• **WHAT THE EXERCISE ASKS**: If a line in the entries below includes the string "mountain", copy it out.

• **DATA IN THIS EXERCISE**:
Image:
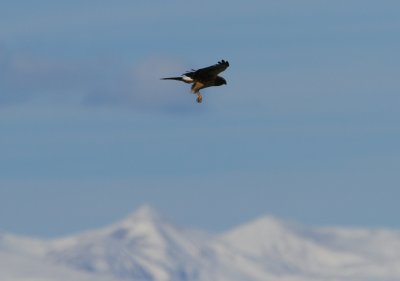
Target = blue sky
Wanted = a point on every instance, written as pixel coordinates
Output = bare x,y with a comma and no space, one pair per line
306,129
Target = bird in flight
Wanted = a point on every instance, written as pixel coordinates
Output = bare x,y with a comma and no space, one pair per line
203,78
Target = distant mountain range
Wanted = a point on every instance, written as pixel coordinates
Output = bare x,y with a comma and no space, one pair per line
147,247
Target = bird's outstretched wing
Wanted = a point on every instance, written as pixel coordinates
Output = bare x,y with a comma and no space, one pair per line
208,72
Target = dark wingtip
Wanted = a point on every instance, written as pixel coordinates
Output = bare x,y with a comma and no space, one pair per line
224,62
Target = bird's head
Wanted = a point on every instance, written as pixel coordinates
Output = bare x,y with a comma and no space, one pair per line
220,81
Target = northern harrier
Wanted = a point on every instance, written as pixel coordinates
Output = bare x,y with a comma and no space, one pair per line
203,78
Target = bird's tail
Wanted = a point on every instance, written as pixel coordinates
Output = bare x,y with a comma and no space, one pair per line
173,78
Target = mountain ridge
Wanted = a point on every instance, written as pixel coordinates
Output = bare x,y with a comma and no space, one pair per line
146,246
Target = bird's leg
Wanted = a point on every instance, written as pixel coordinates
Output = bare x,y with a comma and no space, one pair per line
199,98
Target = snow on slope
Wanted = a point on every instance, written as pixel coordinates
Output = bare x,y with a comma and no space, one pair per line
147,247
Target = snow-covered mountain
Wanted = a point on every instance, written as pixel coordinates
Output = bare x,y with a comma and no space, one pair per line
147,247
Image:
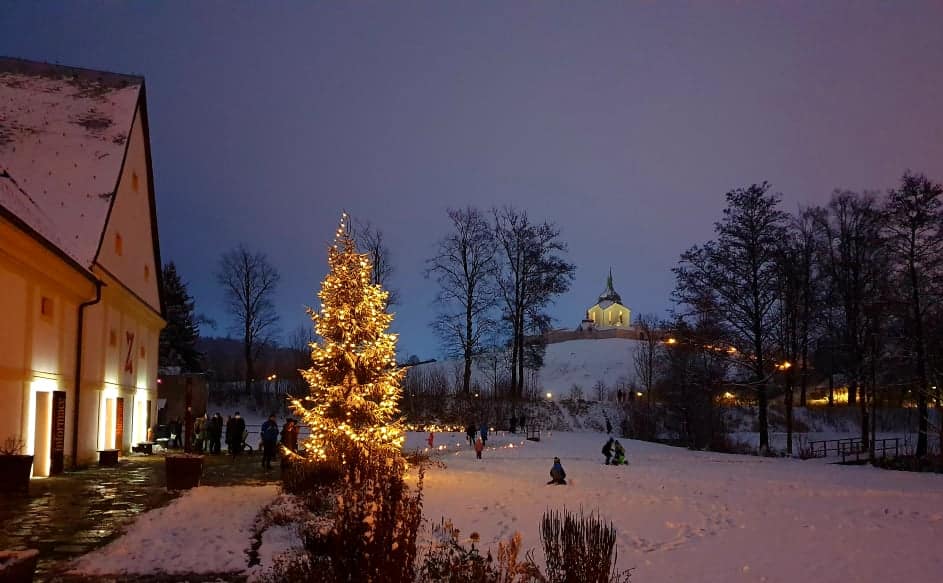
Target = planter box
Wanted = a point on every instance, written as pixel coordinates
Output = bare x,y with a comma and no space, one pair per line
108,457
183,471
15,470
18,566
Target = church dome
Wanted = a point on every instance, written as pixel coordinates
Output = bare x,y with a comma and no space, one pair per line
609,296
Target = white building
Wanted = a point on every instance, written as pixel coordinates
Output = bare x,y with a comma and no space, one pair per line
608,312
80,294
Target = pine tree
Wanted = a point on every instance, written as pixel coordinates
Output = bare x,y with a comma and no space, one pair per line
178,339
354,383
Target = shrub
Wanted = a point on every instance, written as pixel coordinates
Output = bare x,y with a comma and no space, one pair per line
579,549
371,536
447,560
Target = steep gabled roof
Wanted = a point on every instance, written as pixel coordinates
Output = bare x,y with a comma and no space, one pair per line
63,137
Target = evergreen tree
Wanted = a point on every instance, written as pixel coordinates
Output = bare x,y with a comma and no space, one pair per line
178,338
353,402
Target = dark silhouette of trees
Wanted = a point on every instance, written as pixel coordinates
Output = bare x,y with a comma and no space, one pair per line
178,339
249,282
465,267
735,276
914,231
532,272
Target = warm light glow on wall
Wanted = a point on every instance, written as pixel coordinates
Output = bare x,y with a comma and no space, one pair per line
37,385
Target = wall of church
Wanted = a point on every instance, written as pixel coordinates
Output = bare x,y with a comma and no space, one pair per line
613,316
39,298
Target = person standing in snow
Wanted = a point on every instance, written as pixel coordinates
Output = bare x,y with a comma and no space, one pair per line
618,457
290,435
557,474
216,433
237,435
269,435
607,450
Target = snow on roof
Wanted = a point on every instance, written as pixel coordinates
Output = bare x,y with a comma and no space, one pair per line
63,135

• **SOLUTION BELOW**:
Target = distant mountain range
Target = mountain ridge
Target = snow-covered mountain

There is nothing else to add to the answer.